Records from a collection »
○ ○ ○ ○ ○ ○ ○

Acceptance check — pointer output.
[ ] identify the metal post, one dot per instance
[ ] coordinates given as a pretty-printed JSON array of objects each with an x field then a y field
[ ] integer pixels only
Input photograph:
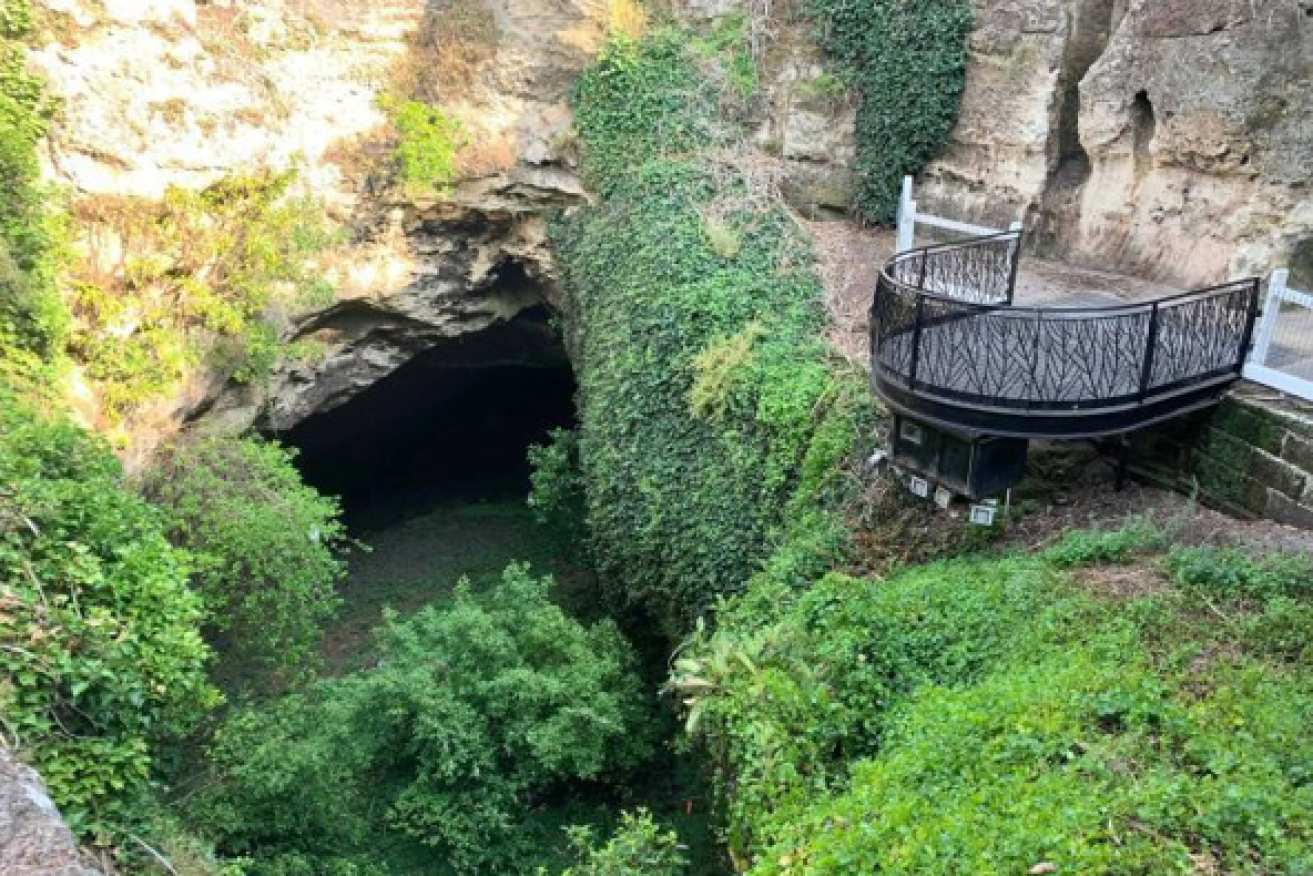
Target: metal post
[
  {"x": 1016, "y": 260},
  {"x": 1275, "y": 294},
  {"x": 915, "y": 344},
  {"x": 1150, "y": 347}
]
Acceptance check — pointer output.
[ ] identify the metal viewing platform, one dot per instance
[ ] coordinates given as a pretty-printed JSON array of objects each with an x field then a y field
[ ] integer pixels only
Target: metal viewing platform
[{"x": 951, "y": 351}]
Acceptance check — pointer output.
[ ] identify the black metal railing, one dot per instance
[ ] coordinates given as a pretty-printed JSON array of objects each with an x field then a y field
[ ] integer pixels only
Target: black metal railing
[{"x": 943, "y": 328}]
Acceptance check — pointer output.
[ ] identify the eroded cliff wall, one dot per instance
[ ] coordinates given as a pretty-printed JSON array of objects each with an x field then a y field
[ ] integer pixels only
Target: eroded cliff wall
[{"x": 1165, "y": 138}]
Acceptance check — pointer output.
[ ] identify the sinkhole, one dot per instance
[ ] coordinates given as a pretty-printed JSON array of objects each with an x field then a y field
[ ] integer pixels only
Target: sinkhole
[{"x": 452, "y": 424}]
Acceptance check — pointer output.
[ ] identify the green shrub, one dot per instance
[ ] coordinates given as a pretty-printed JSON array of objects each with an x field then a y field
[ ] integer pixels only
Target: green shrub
[
  {"x": 788, "y": 698},
  {"x": 1267, "y": 598},
  {"x": 475, "y": 715},
  {"x": 1095, "y": 547},
  {"x": 1085, "y": 761},
  {"x": 638, "y": 847},
  {"x": 712, "y": 420},
  {"x": 907, "y": 59},
  {"x": 100, "y": 657},
  {"x": 267, "y": 548},
  {"x": 982, "y": 716},
  {"x": 428, "y": 141}
]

○ ○ ○ ○ ○ ○ ○

Reproduce the listing exactly. Leave its pictures out.

Acceptance check — pointer output.
[ ] identify the metal post, one dot per instance
[ ] coordinates given as a pretty-printed JSON array of objects each with an x field then a y field
[ ] integer pixels only
Input photograph:
Target: metal post
[
  {"x": 1016, "y": 260},
  {"x": 1275, "y": 294},
  {"x": 915, "y": 344},
  {"x": 1150, "y": 347}
]
Acceptance check — pointer output.
[ ] identify the metal viewing platform, one dot per instance
[ ] coordinates given as a pretty-printed JSON array of objects each with an x field then a y field
[ ] integer pixels only
Target: metal viewing platform
[{"x": 951, "y": 351}]
Acceptance check — pointer output.
[ ] identify the black metal railing, one dot per instance
[ ] coordinates given as a pretty-printed JSON array of objects each with an x field then a y field
[ ] integer pixels only
Target: black metal railing
[{"x": 943, "y": 328}]
Acceptance check — pointer output.
[ ] identify the eroded cliff wall, one dot per instance
[ ] coordinates given as a pretty-printed JSON array of objects each with an x field then a y field
[ ] integer pixels only
Target: eroded cliff wall
[{"x": 1165, "y": 138}]
Acceptance check — pointer output.
[ ] identify the sinkhole, one dot per instance
[ ] coordinates given as a pretty-printed JSON array of objects each with an x field then a y field
[ ] integer pixels only
Target: sinkhole
[{"x": 452, "y": 424}]
Acceptance check — pointer output.
[ ] identify the green shrub, one dot per instance
[ ] coordinates given as a pretty-printed JSON array of objects each with an x field then a y field
[ ] integer pixels only
Target: green shrub
[
  {"x": 788, "y": 698},
  {"x": 1267, "y": 598},
  {"x": 475, "y": 715},
  {"x": 1095, "y": 547},
  {"x": 1085, "y": 761},
  {"x": 638, "y": 847},
  {"x": 712, "y": 420},
  {"x": 907, "y": 59},
  {"x": 100, "y": 657},
  {"x": 267, "y": 548},
  {"x": 982, "y": 716},
  {"x": 428, "y": 141}
]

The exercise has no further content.